SOURCE EXCERPT:
Are You Not of More Value Than They?

Matthew 6:24-34
Trinity 15

✠ In the name of the Father and of the Son and of the Holy Spirit ✠

    In today’s Gospel Jesus says that you are worth more than the birds of the air.  He says, “Are you not of more value than they?”  And the implied answer is “Yes, you are!”  But why is that exactly?  Why are you of more value than the sparrow or the raven or the eagle?  The fact is that some today would say that you’re not.  A growing number in our climate change culture would say that human beings have no more value than any other animal, or even plants and trees.  It’s more important to protect unhatched eagle eggs than it is to protect unborn children.  An animal has just as much of a right to make its home in a particular habitat as we do to make our home there.  Now of course, it’s true that we do have the responsibility to be good caretakers and stewards of God’s creation.  But the subtle (and sometimes not-so-subtle) message that is communicated is that you’re actually not more valuable than the birds, especially since there are so many of you humans.  You’re no more valuable than a dog or a dolphin or an ancient tree.  You’re just an incredibly minor blip on the evolutionary timeline.

    Where is that we are to find our value and our worth?  With all our concern about teaching self-esteem, kids realize as they grow up that being told that they’re wonderful and awesome and special all the time doesn’t really mean much unless it’s based on something real.  What is it that makes you worth something?  We often try to find the answer by looking to our own qualities–our intelligence or our good looks or our creativity and talents.  Or we define our worth by our value to others–I’m needed at my job, or I have an important role in my family, or my friends and neighbors depend on me.  And that’s all fine and good.  But what happens if you begin to lose your mental acuity or your money or your looks?  What happens if you’re no longer needed at your job, and your family and friends don’t depend on you as much as they once did?  Have you suddenly lost your worth?  Certainly not!null

    The one who defines your true worth is not you or others, but God Himself.  Your value comes from the Holy Trinity and is grounded in Him.  The fact that He loves you makes you lovely.  The fact that He treasures you makes you a treasure.  Jesus says to each of you here, from the unborn to the aged, “You are of more value and worth than you can fully know.”

PROVIDED INFORMATION:

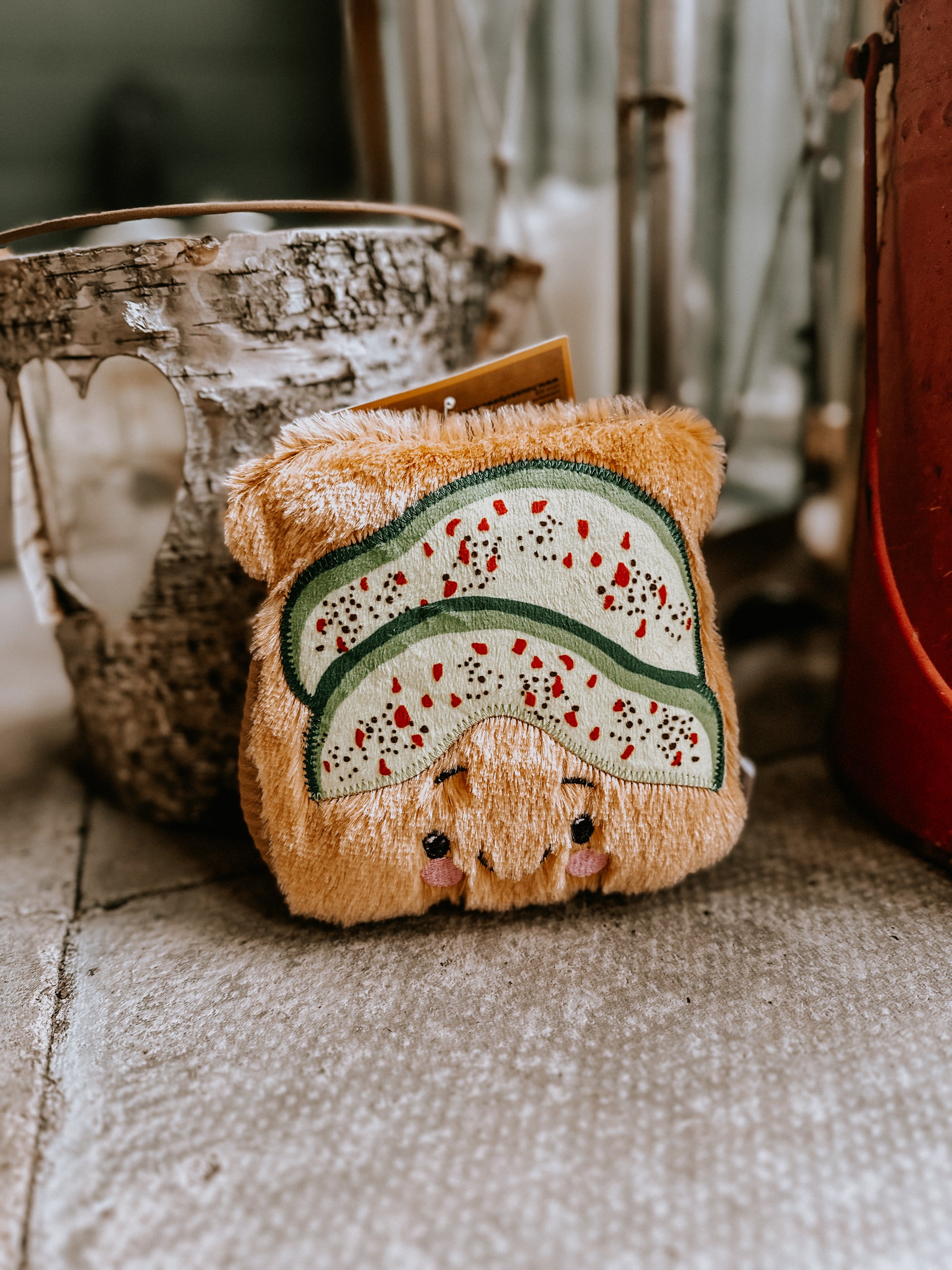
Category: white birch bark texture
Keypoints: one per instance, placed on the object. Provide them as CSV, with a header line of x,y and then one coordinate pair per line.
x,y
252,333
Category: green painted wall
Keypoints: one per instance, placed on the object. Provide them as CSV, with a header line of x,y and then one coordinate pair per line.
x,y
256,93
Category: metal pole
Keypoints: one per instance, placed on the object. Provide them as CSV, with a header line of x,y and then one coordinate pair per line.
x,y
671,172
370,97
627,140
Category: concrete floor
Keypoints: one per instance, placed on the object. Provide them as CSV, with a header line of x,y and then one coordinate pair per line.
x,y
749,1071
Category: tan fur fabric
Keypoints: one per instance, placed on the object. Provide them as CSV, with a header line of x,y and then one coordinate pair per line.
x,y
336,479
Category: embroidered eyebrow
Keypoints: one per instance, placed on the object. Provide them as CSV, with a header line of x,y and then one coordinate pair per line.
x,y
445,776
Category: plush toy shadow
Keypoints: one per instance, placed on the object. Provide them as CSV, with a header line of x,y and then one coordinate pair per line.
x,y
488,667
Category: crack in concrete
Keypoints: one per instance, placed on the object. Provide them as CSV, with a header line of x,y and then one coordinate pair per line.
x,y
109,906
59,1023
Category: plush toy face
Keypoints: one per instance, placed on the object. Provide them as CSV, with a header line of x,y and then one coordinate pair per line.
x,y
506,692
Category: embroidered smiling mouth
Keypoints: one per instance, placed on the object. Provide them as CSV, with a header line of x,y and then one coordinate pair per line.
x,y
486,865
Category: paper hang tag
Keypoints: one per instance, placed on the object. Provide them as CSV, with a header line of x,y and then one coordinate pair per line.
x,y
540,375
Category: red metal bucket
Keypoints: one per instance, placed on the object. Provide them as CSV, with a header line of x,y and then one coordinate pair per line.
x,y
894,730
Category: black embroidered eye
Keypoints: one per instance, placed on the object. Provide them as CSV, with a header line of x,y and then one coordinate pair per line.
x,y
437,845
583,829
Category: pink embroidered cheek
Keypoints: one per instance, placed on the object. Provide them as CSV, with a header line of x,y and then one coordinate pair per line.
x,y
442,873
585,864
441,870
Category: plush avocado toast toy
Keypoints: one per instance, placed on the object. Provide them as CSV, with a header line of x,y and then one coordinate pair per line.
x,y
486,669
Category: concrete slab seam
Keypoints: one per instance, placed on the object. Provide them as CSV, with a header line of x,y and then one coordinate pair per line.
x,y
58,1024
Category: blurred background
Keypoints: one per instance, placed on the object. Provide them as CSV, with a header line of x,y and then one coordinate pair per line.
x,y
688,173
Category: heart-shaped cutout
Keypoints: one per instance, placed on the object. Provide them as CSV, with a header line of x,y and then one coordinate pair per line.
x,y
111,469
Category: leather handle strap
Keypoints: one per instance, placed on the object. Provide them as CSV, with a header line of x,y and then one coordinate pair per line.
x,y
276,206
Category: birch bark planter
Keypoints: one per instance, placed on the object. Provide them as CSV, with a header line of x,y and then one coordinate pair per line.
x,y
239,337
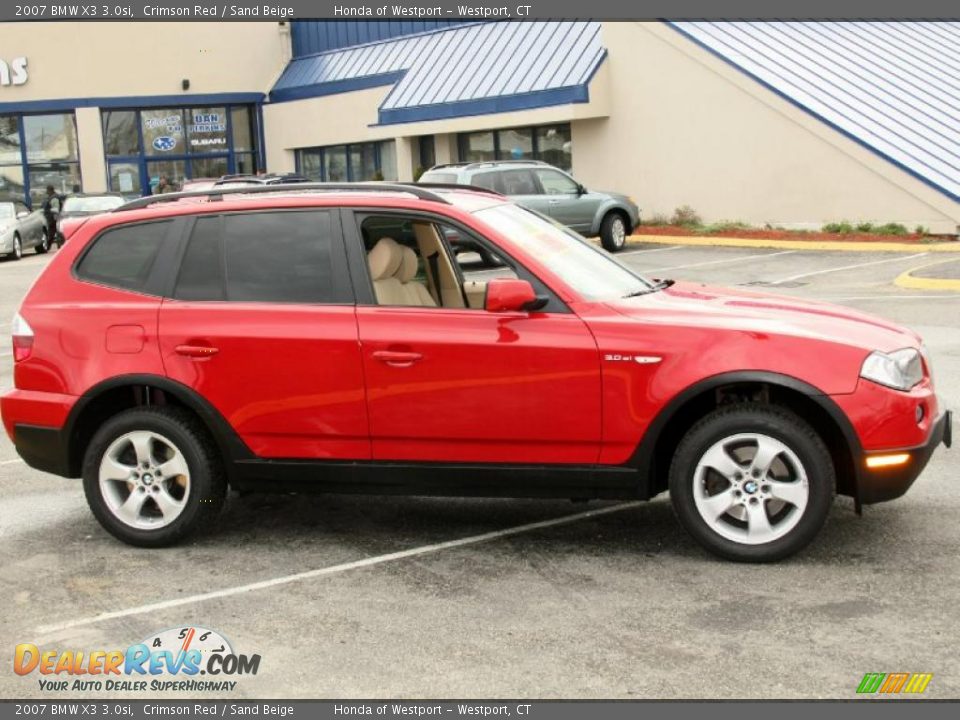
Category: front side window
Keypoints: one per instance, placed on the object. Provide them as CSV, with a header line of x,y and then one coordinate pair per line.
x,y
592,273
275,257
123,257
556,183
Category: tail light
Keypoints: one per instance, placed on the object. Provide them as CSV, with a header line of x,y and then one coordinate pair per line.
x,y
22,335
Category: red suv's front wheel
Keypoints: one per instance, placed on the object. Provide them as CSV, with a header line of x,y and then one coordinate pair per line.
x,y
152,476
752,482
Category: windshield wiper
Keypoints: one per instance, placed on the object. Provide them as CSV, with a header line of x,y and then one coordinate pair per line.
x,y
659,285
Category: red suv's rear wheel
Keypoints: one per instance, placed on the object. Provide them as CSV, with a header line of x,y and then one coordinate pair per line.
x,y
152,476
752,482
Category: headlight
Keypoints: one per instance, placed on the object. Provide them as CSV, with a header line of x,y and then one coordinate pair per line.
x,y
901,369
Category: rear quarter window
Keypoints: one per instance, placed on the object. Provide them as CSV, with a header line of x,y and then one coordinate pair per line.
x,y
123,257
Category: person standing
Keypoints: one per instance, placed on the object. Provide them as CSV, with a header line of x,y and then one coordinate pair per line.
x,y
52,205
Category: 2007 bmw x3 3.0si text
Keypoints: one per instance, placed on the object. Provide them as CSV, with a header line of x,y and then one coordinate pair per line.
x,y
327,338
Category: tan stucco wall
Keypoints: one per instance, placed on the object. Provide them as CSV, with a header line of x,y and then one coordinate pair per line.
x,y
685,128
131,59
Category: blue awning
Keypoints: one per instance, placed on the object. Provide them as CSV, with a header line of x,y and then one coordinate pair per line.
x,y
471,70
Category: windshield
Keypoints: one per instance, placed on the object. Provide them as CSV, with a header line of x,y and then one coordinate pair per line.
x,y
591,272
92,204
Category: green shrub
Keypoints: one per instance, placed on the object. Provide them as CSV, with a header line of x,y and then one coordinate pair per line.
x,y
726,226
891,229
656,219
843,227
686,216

--

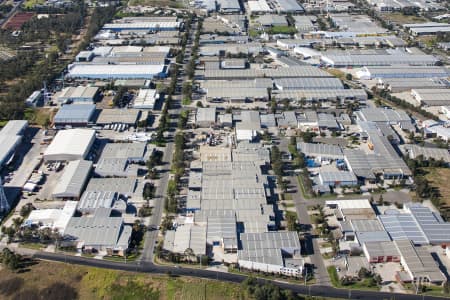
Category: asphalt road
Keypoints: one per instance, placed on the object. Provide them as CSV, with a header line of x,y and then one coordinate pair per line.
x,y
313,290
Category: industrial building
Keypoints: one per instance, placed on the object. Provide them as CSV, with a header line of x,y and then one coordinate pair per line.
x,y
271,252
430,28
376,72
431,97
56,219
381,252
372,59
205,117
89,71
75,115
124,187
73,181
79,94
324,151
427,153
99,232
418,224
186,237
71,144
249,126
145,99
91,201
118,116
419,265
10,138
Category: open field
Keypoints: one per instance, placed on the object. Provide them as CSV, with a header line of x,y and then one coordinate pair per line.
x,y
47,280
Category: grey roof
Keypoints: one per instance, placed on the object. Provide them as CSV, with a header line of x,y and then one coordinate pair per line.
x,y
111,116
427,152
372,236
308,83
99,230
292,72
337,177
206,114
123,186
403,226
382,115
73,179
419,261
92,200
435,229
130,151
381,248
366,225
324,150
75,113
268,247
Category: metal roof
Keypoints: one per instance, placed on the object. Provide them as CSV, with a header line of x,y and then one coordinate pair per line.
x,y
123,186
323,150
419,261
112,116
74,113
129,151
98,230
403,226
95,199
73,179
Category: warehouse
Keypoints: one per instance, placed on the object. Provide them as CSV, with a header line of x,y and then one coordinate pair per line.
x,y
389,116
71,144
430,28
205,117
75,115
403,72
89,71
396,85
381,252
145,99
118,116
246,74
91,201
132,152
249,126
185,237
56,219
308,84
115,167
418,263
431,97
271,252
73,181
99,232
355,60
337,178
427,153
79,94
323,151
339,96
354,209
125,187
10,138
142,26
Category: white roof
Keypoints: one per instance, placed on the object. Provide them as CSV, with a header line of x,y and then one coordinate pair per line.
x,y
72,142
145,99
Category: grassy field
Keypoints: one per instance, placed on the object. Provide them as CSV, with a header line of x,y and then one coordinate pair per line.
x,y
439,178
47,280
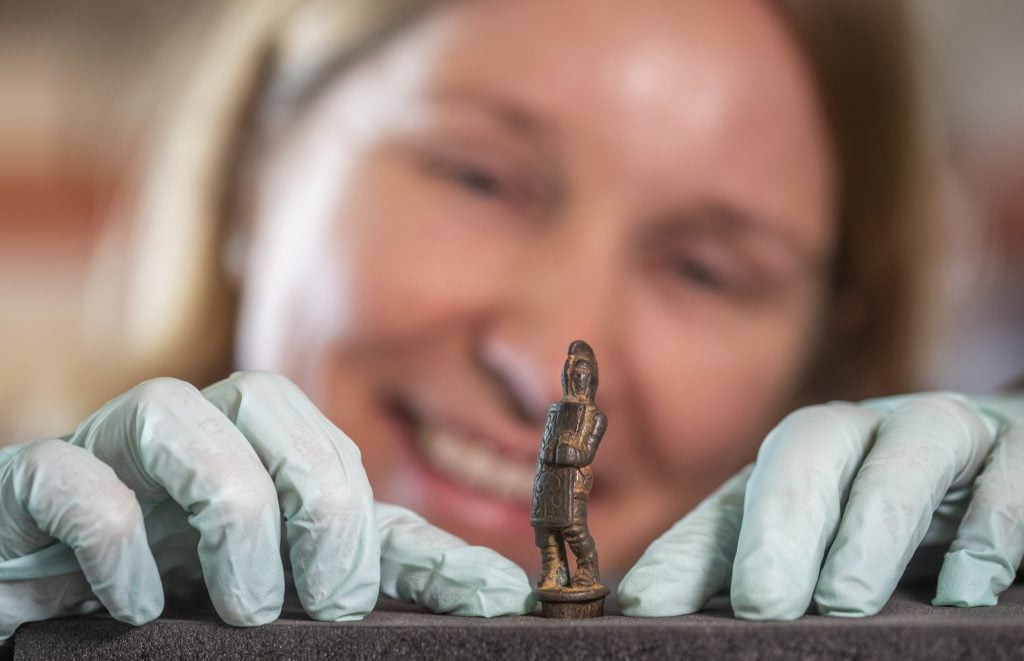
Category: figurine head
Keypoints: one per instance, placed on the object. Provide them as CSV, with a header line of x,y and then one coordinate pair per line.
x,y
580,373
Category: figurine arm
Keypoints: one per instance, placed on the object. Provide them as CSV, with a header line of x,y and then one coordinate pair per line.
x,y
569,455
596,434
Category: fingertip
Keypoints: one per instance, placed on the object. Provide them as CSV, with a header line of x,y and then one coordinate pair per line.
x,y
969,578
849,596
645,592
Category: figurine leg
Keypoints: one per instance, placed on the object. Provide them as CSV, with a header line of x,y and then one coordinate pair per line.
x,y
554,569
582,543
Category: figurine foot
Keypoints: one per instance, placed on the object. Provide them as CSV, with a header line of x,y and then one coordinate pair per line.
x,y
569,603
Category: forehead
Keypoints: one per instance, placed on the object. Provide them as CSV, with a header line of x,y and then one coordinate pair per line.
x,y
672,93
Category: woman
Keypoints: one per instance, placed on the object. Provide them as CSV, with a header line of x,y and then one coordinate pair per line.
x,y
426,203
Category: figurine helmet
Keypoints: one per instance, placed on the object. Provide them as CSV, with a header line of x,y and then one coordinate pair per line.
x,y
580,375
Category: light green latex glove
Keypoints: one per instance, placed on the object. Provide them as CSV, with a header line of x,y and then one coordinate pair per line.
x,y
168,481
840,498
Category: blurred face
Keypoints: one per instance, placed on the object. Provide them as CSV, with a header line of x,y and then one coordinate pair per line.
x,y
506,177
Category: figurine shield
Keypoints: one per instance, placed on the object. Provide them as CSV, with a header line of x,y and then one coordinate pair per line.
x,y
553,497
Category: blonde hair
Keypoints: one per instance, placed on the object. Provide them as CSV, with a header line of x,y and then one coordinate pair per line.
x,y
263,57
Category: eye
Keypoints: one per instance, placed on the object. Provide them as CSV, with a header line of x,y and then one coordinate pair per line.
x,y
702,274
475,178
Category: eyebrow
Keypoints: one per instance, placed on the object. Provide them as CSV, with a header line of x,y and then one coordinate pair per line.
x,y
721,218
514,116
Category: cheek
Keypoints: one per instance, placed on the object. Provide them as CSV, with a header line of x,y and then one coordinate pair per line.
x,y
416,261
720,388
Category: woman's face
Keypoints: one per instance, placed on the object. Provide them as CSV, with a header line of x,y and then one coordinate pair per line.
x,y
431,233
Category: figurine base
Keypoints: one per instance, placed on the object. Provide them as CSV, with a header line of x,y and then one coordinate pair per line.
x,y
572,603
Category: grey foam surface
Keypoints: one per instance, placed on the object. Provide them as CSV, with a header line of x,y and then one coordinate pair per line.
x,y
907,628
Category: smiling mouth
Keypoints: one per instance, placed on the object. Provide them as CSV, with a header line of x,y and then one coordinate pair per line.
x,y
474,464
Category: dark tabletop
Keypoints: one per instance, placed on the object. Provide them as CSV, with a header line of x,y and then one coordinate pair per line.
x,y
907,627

EXERCISE REQUIREMENTS:
According to the sermon on Matthew 6:24-34, who defines a person's true worth?

RESULT:
God Himself, not the person or others.